A Hard Day’s Year –alternate title-Falling

2007 was a great year, one of the best I’ve had ever. It’s been an all too sobering “hangover” in these first couple of months, and if given a choice, I’d just as soon sit the remaining year out, within some solitary safety realm afforded in a novel idea for “human hibernation”. Just lock the door, curl up (with a “super model”-the fate of karma surely must owe me (chuckles), and place a “do not disturb” sign on my front door. To quote South Park’s Cartman-“screw you guys, I’m going home”. Accompanying background music-“Poor, Poor, Pitiful Me”.

2008, in an exponential counting scheme, the following “highlights” have recently transpired:

• At year’s outset, two stock analyst reports have called for the company responsible for my employ to “pull out” of the United States altogether, as since our merger in year 2004, we’ve only managed to lose no less than several billion U.S. dollars in sum total. The parent company located in Germany, understandably, is more than willing to comply with said proclamation-and who could blame them? One thing is certain, the company I work for today, is destined to look radically different by year’s end-many, many, many will no longer be employed. A couple of weeks ago, 3% of the workforce was lopped off to cries of “blood running in the streets”. This, just in time, for the eventual prognosticated recession many economists continue to insist is looming in all our futures. Pass the Alka seltzer, please.
• I haven’t been to work, short two days Thanksgiving Week, since 6/15/2007. In a “waiting game” of Worker’s Compensation “Mumbly Peg”, I wait (3 months and counting) for additional treatment approval for a twice injured knee to eventually be approved. There are three professions I can’t fathom why a reasonably moral, sentient, human being would partake. 1. Bill collector, 2. Prison Guard, and 3. Worker’s Compensation Insurer Agent. In an acknowledged “open and shut” case, of which the “insurer” has neither contested and previously offered compensation prior to mid November, I find myself more than ready for a scheduled hearing next week. Worker’s Comp Insurers don’t make money by paying claims, and often resort to playing the “waiting game” in an effort to dispirit and disparage the claimant, to either “giving up” or “moving on”. I’m sure, as Kurosawa noted in his 1960 entitled movie, “The Bad Sleep Well”.
• The union pension, the very same one that has kept me at my “train wreck” of a feckless company all these years, intends on “freezing” future contributions for an unspecified time. This is done to comply with recent federal legislation and “cover” bad investments the plan has made. I know, just give me back what’s been placed in it, and we’ll call the deal “even”, ok?
• The “bloom” of a 14 month romance has worn off.
• And so it goes…I’ll have to stay away from tall buildings and sharp objects till things settle.

##########

Short exercise 1 → Count the lines of the listing that contain the word "tile", and reply with that number alone.
The essay and the listing that comes after it have no connection to each other.

(Data items)
##########

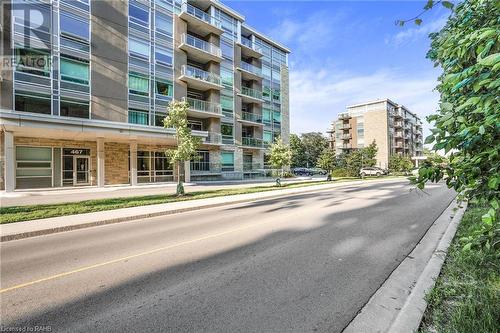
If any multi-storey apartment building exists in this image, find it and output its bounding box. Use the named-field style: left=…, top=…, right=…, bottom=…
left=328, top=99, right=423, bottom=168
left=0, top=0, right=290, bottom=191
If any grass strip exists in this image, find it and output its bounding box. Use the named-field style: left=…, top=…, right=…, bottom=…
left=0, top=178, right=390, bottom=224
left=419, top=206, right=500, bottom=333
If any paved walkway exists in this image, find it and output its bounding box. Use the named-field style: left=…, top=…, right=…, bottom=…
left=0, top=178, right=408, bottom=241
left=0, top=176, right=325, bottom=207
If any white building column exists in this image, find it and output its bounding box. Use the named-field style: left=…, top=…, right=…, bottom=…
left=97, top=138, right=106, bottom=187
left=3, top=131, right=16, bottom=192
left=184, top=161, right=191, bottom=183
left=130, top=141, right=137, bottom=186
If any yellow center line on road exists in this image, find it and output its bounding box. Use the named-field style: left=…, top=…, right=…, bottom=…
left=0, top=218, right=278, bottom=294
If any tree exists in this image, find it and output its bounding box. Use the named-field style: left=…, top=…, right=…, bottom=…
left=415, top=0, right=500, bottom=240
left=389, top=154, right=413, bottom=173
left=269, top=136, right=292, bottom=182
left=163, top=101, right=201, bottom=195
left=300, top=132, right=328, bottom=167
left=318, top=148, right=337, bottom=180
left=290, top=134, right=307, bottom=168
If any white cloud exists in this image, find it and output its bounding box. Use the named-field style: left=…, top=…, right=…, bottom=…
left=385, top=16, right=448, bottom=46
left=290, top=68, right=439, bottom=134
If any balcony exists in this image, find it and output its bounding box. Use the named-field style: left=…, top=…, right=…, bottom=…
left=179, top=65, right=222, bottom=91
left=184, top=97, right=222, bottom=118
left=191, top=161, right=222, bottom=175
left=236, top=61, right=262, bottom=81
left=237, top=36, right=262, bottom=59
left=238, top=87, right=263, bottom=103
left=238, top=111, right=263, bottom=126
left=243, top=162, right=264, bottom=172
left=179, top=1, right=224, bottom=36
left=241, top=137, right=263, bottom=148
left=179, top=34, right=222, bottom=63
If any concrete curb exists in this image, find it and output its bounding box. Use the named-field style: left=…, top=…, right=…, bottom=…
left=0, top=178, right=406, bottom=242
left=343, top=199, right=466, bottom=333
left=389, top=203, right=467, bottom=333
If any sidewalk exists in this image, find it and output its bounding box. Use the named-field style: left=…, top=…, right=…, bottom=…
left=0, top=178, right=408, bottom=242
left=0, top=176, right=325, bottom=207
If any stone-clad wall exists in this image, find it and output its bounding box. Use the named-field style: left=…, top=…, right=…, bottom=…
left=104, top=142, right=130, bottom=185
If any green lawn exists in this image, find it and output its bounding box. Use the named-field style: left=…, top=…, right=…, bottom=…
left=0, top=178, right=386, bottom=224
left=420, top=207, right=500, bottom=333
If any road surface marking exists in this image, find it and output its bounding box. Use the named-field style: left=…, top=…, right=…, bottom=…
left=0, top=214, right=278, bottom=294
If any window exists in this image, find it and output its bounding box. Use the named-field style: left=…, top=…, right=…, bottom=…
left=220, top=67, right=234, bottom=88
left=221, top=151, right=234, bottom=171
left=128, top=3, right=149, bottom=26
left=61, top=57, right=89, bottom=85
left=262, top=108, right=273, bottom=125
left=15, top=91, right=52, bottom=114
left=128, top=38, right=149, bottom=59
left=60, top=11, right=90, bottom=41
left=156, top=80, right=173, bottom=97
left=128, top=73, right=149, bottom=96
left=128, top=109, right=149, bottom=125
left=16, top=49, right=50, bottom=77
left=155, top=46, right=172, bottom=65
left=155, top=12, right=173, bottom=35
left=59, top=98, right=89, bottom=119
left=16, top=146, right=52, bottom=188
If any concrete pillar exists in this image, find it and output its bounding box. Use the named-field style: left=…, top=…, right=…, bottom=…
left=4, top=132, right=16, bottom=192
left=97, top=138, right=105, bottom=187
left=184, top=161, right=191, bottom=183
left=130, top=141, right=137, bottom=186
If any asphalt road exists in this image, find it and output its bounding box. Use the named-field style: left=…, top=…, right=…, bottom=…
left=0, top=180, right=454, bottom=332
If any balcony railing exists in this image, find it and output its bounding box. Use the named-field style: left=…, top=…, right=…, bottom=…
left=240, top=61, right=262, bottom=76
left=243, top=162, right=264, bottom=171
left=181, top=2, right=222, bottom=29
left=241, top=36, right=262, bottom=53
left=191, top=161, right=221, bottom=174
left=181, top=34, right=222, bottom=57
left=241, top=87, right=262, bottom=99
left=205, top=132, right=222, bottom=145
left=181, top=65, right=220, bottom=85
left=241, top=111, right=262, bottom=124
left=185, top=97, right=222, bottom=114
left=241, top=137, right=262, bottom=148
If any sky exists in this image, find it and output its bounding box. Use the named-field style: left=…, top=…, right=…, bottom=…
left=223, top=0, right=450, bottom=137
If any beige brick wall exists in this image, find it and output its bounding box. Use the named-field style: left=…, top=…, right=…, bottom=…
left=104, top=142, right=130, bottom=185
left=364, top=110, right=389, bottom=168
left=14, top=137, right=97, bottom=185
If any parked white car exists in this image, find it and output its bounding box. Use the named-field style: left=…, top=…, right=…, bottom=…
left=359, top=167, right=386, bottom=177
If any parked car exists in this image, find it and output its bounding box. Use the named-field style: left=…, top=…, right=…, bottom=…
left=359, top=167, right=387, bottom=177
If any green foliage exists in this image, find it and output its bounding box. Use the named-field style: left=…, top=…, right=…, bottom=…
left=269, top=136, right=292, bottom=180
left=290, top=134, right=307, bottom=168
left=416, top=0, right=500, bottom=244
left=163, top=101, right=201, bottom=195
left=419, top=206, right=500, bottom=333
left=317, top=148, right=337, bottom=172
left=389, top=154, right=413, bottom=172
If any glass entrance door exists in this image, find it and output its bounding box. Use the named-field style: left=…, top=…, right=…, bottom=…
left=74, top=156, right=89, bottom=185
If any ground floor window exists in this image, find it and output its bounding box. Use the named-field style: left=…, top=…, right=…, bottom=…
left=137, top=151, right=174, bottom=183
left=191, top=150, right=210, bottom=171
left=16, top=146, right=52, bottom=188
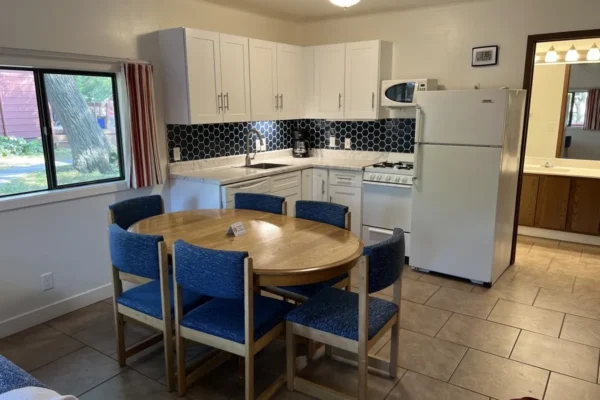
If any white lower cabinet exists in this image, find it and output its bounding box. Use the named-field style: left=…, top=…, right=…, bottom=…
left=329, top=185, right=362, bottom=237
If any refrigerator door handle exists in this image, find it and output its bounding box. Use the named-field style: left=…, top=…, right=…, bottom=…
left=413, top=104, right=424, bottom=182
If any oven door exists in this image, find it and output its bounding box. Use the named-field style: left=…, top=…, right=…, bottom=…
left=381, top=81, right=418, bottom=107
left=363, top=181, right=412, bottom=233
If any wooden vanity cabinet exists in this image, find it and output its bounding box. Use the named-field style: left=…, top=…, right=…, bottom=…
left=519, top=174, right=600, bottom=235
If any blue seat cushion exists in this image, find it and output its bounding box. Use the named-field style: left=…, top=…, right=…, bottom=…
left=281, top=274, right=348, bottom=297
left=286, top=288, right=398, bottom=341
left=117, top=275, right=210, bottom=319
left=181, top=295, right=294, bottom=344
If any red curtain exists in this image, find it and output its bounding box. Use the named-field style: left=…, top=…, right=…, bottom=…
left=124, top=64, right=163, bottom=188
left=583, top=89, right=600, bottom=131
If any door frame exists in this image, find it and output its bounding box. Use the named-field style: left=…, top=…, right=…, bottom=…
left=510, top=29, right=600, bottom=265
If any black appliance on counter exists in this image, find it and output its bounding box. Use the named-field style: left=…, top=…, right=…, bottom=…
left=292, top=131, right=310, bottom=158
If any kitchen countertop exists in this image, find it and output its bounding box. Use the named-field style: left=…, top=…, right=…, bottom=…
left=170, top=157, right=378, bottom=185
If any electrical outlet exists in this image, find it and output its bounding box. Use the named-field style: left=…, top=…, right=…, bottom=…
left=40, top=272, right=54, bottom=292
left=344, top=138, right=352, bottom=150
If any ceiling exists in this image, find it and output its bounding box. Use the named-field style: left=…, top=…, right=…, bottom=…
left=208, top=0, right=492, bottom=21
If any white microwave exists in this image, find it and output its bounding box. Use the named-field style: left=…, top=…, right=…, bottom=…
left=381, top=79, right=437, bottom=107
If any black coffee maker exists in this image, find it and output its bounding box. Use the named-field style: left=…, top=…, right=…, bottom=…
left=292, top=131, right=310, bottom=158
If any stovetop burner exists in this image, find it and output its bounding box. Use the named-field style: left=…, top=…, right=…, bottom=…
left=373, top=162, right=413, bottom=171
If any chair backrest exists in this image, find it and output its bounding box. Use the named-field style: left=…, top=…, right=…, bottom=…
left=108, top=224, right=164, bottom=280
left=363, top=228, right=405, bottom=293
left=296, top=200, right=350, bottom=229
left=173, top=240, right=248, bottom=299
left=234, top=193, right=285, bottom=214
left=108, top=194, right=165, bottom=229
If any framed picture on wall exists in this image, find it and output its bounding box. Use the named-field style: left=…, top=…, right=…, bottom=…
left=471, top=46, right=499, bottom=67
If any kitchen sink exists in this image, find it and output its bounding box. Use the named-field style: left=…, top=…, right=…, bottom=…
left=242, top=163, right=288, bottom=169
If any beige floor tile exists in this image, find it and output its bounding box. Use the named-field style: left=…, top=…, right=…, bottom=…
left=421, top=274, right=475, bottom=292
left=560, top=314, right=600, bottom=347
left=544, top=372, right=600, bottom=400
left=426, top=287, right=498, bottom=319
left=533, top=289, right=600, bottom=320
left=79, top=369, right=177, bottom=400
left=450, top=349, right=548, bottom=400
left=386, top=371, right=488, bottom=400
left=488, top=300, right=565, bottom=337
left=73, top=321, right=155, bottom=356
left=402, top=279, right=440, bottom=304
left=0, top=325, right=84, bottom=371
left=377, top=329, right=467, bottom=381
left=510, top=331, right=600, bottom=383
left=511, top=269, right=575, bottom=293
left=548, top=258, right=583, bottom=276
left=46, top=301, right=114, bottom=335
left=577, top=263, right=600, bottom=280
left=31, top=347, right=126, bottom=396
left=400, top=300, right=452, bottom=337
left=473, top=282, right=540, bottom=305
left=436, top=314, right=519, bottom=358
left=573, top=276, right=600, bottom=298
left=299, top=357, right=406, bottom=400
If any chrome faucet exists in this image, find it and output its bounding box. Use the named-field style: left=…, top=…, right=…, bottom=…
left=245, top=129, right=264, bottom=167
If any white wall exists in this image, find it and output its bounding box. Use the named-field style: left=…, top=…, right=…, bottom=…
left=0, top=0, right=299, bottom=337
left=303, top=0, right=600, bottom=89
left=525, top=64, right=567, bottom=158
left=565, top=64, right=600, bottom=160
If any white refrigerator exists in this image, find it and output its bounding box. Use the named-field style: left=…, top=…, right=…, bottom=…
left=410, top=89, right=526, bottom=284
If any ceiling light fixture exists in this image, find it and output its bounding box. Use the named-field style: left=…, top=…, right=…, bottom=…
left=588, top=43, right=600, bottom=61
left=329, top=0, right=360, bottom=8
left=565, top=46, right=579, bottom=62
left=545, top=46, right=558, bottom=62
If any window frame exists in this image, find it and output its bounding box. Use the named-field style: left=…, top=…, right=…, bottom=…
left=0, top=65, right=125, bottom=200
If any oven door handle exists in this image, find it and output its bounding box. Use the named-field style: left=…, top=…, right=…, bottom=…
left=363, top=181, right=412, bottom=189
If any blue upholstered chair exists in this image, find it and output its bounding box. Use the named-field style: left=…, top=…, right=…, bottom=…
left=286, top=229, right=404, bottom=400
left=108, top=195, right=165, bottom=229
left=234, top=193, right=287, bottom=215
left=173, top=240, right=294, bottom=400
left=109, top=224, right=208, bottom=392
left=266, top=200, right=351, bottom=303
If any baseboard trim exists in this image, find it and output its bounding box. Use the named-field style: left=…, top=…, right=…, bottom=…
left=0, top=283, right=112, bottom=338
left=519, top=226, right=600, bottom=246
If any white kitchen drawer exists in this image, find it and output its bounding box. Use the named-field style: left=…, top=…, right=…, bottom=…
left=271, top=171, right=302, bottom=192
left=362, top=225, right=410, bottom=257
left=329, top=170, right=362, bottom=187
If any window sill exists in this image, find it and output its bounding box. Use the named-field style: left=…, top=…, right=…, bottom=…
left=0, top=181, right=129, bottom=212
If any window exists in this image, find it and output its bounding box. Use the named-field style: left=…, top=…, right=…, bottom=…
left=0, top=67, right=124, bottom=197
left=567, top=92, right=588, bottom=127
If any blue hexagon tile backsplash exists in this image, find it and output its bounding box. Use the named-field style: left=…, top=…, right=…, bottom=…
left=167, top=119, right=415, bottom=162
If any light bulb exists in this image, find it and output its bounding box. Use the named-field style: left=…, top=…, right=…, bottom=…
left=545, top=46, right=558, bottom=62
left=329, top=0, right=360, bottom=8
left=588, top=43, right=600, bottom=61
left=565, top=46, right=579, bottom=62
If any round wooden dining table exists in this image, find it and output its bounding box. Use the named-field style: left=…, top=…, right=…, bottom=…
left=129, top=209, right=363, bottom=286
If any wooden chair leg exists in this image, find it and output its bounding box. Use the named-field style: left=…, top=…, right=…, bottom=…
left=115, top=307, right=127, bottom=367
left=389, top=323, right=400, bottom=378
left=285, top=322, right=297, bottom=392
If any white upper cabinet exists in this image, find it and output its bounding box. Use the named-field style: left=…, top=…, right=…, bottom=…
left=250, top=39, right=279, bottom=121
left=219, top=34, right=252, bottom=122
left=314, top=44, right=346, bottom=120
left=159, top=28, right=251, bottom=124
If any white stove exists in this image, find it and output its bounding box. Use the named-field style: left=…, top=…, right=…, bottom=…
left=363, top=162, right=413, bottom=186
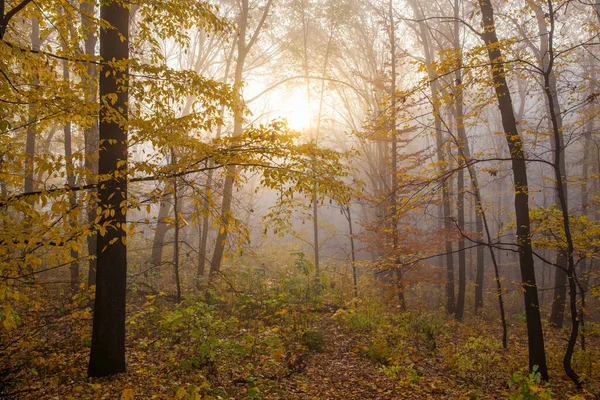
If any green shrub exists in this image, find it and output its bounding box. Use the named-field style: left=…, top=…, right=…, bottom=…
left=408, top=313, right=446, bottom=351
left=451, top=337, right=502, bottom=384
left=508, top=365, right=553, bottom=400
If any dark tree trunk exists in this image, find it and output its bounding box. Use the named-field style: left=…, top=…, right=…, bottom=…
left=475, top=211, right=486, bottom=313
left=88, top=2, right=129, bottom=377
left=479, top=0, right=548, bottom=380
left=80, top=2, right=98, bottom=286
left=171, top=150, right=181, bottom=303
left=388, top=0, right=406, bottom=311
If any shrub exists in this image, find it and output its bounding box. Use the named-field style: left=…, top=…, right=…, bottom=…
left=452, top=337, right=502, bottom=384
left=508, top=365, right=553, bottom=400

##########

Short exercise 2 → Say whether each statement agrees with the essay on a hard year, answering yes or no and quoting the words of the essay that decide it: (a) The writer has not been to work since 6/15/2007 apart from two days in Thanksgiving Week. (b) The parent company is located in Japan. (c) A couple of weeks earlier, 5% of the workforce was cut.

Expected answer 1 → 2

Expected answer 2 →
(a) Yes: "I haven’t been to work, short two days Thanksgiving Week, since 6/15/2007."
(b) No: "The parent company located in Germany"
(c) No: "A couple of weeks ago, 3% of the workforce was lopped off"